§ **Your goal**
Please quote, word for word, the lines from the one containing "like [(16, 242)]." through the one containing "[(212, 209)]", including both of those lines.
======== Materials provided ========
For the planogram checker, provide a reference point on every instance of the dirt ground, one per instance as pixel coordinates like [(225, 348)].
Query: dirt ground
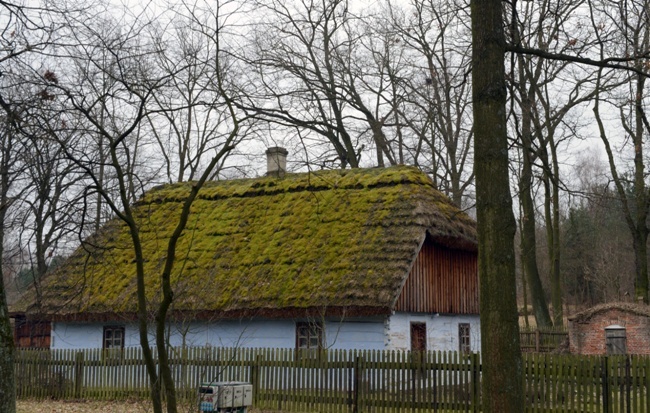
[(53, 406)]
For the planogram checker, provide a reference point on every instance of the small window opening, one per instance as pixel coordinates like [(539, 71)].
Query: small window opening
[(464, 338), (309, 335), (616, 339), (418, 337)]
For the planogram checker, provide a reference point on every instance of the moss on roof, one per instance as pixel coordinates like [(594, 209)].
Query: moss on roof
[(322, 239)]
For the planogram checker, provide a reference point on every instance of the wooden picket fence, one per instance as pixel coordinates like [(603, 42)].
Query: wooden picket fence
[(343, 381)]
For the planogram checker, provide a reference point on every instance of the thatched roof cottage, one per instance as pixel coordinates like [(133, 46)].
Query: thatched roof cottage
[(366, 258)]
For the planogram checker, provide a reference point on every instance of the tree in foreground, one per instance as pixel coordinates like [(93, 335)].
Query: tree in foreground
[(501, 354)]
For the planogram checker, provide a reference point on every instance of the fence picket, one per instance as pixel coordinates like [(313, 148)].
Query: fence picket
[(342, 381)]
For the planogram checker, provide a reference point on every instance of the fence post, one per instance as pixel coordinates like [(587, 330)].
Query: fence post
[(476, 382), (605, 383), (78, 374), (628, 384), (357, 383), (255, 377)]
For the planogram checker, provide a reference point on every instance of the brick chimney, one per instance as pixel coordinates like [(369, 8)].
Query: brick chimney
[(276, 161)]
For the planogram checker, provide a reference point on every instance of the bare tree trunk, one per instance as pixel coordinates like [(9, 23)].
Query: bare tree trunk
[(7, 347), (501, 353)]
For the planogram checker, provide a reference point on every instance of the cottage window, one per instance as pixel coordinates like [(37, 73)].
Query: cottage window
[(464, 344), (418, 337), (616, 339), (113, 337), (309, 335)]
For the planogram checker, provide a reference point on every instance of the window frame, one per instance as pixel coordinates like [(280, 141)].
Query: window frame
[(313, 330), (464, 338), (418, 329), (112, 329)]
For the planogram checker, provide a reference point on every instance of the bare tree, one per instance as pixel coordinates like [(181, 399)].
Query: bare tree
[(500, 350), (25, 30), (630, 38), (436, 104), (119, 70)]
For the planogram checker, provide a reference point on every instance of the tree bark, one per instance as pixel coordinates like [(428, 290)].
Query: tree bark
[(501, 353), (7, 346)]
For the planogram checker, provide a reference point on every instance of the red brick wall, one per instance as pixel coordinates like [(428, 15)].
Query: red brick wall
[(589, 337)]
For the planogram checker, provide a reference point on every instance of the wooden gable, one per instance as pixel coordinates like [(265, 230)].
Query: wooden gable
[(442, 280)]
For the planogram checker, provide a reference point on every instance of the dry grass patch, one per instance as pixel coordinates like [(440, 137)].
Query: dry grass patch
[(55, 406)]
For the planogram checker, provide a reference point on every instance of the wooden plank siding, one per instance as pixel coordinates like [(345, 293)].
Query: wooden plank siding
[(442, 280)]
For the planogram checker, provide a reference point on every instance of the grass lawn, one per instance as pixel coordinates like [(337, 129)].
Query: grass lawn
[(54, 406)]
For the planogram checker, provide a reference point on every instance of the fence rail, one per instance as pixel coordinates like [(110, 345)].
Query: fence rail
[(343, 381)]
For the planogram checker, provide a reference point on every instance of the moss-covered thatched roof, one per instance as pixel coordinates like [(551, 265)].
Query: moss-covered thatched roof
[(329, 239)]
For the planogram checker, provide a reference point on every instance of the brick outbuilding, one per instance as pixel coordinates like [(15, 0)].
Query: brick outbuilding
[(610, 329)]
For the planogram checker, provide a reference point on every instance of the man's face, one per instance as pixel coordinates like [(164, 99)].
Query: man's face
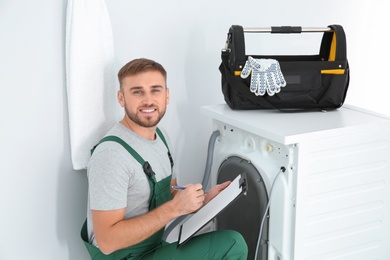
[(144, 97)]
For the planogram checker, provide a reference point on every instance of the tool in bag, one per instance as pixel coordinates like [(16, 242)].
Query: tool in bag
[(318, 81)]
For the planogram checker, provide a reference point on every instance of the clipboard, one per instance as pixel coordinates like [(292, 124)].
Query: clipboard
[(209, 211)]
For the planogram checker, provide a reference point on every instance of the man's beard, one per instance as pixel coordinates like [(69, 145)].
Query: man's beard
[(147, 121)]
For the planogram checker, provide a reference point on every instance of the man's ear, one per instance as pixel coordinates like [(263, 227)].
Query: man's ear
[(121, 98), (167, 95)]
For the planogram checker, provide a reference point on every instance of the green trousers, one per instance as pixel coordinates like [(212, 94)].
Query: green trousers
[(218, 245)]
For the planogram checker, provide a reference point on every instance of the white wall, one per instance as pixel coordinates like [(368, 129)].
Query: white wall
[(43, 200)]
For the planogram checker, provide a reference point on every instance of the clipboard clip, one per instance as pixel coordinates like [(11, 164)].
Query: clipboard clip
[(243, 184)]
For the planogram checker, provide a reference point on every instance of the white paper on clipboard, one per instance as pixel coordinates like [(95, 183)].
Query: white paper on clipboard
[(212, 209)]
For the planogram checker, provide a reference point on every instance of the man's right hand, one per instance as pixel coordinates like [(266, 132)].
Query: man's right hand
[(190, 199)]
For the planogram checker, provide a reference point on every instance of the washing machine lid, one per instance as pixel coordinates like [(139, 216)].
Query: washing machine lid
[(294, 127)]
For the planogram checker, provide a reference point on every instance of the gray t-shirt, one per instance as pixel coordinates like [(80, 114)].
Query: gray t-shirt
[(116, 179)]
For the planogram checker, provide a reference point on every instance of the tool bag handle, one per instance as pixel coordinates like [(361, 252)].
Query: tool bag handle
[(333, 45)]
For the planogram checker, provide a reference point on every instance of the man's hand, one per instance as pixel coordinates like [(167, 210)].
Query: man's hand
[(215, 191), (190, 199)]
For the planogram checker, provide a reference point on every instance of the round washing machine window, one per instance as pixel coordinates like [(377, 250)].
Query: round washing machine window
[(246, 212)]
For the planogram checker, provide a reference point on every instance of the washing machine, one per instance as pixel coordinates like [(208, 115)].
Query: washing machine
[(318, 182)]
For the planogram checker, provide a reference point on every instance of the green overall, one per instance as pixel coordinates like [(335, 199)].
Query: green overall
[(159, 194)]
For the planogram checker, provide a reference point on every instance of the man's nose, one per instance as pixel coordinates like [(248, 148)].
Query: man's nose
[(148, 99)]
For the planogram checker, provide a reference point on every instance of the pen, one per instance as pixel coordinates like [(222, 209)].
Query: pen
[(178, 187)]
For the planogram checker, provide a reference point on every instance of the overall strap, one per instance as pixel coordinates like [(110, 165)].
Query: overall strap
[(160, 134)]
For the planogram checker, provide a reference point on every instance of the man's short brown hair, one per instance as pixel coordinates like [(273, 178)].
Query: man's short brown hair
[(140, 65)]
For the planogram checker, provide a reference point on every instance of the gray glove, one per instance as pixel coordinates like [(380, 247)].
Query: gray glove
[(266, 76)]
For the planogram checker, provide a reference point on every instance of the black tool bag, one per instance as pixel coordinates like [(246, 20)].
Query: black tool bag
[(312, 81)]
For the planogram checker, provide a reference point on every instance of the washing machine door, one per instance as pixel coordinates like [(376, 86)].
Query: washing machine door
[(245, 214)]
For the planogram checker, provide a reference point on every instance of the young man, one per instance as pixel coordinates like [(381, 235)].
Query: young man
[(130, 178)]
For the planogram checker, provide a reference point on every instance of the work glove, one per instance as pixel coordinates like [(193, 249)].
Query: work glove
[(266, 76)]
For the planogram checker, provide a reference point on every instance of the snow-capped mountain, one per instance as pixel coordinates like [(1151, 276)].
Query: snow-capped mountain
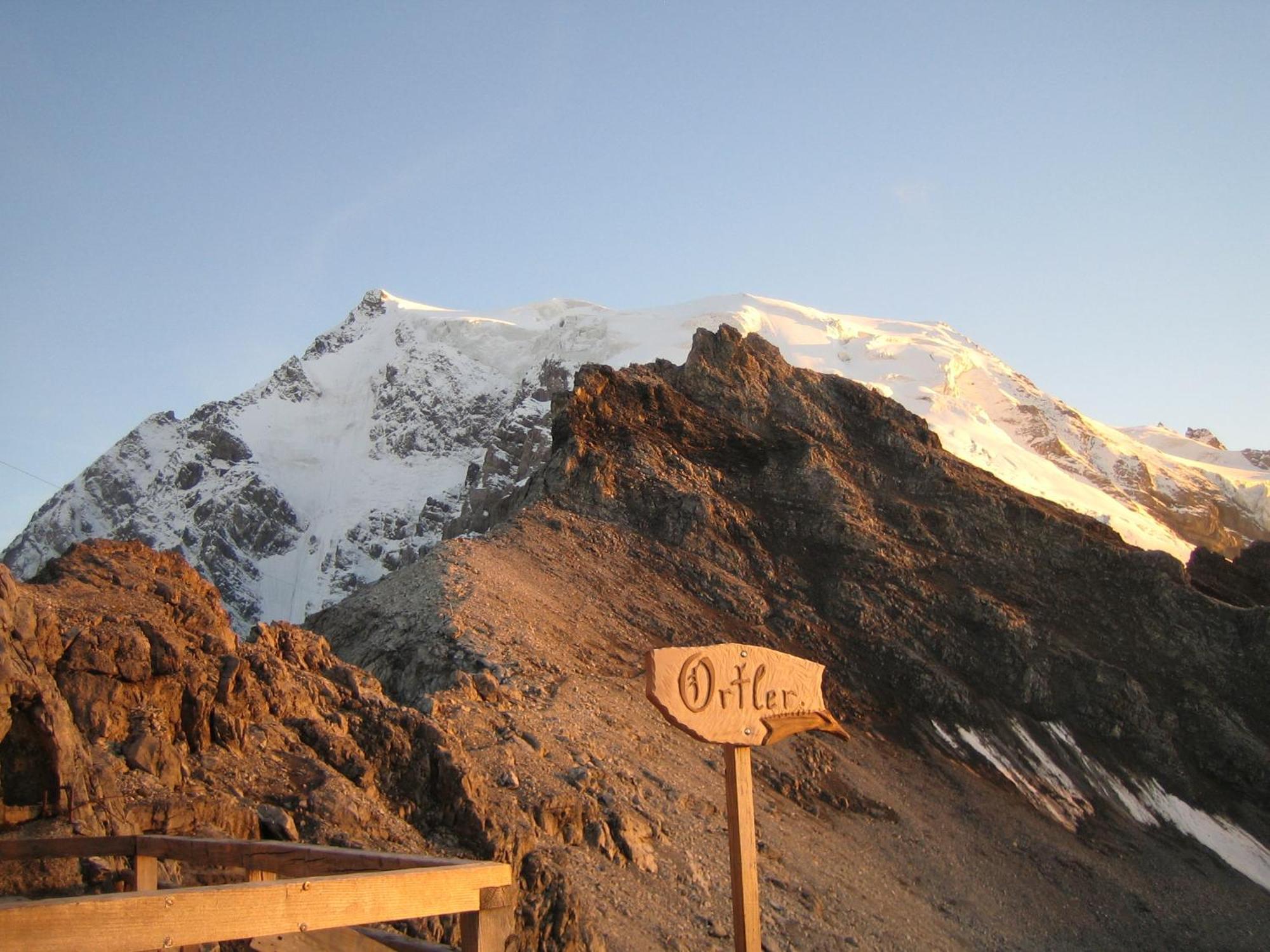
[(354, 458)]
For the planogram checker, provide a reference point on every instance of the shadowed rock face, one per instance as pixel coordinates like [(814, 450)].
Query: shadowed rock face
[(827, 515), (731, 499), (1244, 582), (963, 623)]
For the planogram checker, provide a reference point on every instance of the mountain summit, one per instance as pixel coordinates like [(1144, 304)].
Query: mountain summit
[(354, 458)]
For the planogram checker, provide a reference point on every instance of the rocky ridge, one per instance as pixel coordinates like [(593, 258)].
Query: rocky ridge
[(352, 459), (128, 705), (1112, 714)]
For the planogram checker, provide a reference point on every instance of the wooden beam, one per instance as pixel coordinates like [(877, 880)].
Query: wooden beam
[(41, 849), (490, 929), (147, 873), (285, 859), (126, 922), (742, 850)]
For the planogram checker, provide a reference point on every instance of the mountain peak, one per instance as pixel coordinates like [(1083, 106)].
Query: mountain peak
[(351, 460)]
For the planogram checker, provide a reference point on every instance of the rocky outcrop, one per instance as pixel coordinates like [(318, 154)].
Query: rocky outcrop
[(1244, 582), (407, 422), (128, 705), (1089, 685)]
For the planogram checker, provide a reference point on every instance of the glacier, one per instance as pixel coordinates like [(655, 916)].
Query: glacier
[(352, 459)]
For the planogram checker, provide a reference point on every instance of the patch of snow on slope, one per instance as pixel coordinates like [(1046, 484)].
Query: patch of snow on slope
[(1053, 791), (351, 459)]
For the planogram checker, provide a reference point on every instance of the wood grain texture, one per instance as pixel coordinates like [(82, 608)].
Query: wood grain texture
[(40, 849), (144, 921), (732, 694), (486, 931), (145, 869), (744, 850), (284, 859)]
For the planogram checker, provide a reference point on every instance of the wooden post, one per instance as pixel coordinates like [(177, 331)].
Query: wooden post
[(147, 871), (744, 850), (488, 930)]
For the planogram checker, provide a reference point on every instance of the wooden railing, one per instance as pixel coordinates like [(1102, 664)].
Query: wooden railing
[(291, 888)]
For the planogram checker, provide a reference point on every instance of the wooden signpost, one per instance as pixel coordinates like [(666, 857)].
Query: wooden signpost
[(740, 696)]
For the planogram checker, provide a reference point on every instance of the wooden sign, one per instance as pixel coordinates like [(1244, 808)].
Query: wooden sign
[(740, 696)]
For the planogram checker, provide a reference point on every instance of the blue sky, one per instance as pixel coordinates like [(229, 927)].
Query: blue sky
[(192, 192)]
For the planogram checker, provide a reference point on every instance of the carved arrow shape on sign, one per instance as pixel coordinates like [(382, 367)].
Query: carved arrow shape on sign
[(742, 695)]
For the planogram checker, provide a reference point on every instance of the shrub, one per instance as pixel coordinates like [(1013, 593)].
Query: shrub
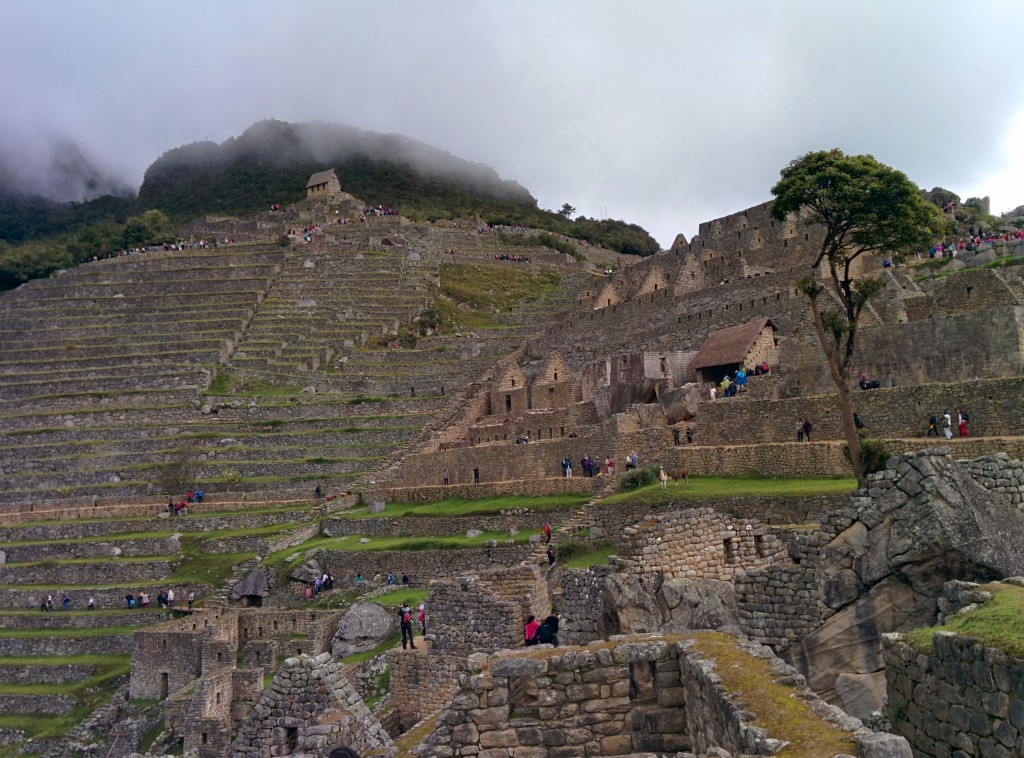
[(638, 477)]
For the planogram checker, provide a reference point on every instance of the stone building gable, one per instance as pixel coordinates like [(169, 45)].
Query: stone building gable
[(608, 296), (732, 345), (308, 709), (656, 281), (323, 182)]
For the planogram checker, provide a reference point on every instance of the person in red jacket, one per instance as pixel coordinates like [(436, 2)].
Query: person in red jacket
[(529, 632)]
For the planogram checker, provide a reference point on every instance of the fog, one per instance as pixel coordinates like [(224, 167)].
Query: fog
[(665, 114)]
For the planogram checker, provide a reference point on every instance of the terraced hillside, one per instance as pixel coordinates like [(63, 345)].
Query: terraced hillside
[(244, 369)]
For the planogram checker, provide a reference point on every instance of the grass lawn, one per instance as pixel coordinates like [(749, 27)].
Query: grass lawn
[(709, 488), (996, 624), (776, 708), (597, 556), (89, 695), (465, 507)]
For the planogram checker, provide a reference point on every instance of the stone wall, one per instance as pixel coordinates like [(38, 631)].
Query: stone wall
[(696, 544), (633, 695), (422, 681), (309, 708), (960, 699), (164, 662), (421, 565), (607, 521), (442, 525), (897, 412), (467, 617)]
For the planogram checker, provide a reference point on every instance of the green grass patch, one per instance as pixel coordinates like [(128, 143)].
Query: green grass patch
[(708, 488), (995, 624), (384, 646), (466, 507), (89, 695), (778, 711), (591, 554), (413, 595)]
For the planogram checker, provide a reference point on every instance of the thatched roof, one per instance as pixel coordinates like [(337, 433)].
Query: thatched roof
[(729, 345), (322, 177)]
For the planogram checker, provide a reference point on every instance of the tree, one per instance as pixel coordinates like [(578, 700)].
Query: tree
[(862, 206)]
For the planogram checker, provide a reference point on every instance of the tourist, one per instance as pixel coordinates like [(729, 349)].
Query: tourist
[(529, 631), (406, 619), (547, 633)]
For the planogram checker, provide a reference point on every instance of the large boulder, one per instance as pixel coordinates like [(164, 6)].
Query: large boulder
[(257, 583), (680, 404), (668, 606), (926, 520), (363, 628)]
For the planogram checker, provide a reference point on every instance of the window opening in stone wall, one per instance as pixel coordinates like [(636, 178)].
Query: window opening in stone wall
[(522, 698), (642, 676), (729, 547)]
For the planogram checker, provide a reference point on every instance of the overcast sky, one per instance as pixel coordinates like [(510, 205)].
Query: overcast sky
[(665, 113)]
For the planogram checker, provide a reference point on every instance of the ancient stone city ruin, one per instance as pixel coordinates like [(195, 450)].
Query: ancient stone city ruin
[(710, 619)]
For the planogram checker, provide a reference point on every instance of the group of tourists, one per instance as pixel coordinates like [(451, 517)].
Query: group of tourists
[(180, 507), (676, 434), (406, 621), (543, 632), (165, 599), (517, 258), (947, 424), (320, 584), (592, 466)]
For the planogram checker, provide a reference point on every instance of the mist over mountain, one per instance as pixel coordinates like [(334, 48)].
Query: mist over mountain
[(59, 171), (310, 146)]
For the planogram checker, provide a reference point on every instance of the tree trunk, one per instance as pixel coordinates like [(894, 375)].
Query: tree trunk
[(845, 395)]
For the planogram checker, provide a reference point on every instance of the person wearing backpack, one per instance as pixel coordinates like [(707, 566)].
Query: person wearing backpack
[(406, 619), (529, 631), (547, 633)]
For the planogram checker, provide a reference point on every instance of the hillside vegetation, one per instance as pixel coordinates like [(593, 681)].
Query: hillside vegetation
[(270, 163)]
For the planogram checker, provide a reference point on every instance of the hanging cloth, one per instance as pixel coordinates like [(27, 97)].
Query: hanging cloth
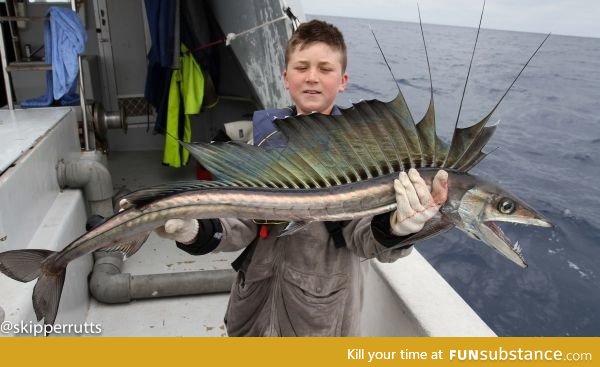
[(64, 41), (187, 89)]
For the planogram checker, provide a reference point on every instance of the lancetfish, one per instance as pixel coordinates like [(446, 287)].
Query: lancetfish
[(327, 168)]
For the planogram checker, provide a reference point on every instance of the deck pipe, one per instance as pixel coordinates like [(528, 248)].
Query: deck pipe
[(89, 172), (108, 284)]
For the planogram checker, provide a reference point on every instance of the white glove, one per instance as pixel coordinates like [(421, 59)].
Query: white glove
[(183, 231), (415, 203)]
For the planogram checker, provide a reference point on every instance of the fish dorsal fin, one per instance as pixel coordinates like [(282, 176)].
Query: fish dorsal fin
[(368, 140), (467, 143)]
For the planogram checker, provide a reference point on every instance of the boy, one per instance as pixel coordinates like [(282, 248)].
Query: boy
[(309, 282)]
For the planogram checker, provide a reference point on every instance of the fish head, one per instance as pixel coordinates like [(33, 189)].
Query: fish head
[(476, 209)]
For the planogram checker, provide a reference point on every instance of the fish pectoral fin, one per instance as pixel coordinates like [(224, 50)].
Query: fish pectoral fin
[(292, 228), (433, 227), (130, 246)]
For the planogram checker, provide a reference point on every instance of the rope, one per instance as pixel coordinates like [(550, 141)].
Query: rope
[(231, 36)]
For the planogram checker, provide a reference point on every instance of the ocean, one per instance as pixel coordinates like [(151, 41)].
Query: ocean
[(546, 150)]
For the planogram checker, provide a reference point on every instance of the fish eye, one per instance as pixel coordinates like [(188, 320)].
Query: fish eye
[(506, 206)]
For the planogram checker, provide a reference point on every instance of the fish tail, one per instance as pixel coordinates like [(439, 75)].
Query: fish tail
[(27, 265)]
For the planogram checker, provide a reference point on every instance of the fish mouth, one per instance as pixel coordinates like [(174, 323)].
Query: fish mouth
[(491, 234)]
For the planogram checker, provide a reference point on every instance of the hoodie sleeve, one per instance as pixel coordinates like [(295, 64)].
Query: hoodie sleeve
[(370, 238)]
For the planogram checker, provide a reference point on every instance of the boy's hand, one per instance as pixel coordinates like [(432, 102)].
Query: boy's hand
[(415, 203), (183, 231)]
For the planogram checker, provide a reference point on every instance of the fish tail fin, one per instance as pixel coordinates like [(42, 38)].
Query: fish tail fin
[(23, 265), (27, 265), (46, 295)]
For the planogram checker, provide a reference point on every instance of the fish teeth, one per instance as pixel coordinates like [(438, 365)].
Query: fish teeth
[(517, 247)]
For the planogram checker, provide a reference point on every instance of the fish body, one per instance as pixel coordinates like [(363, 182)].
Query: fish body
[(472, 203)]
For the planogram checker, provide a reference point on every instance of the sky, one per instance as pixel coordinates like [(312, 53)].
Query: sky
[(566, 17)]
========
§ **Solution for this exercise**
For the planogram checker, provide a reference point on every instance of the tool in bag, one per instance as pixel coordinates like [(16, 242)].
Query: tool in bag
[(318, 81)]
For the planogram checker, provide a reference point on every instance of the clipboard, one per instance as pixel coordinates like [(292, 124)].
Query: clipboard
[(209, 211)]
For the planogram checker, provide a reference point on every instance of the man's beard, one per instance as pixel coordinates like [(69, 145)].
Query: man's beard
[(147, 121)]
For the planogram checker, provide a reference point on every instance of the man's ear, one per instance as pixel coordinates like [(263, 227)].
Query: man's ear
[(121, 98), (167, 95)]
For the planogram checker, provide a reference point on every instance of the green trousers, one per instance as pixel coordinates like [(212, 94)].
Query: green trousers
[(218, 245)]
For the planogram checker, provide a reference point on every instance of the white wall, one per instance as pixel coordinates like [(368, 129)].
Query: white wall
[(43, 200)]
For the planogram checker, provide a reference point on every instance of the clipboard clip, one per instance as pixel coordinates like [(11, 164)].
Query: clipboard clip
[(243, 184)]
For the planogram checker, provide a reference point on every instance of the white paper on clipboard, one per instance as pixel coordinates like [(95, 183)].
Query: white paper on clipboard
[(212, 209)]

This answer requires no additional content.